AIM: Transcribe each line of the records below exactly, excluding any embedded images.

ENTRIES PROVIDED:
--- Start ---

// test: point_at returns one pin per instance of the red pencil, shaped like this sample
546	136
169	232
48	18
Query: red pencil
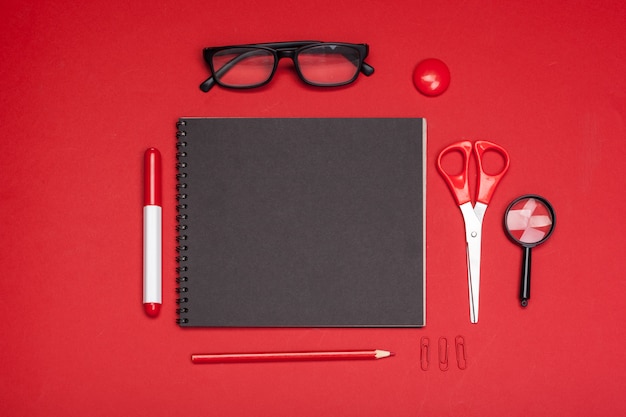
290	356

--- End ---

OUTPUT FOR THIS EXERCISE:
// test: point_at returns one pin per instance of the red pencil, shaped like this sample
546	136
169	232
48	18
Query: red pencil
290	356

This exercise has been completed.